* [Exercise aim]: Could you restate the material from the line containing "above contains stone" through the end of the material, with "stone staircase" renamed to "stone stairway" and nothing else altered?

* [Entries supplied]:
## Start

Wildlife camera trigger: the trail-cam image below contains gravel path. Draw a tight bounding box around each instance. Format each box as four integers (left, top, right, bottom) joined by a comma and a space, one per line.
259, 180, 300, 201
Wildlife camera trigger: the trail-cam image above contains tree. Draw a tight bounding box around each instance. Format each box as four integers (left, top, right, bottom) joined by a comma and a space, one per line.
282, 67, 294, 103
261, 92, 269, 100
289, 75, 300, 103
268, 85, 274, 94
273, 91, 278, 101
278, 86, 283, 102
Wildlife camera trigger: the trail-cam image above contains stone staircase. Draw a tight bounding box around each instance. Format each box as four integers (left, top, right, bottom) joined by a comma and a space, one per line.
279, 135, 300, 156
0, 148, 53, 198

## End

* [Finished exercise]:
Wildlife camera trigger: the trail-cam image above contains stone stairway. Draw a tight bounding box around each instance. Format each box as four integers (left, top, right, bottom) joined by a comma and a space, one per line.
279, 135, 300, 156
0, 148, 53, 198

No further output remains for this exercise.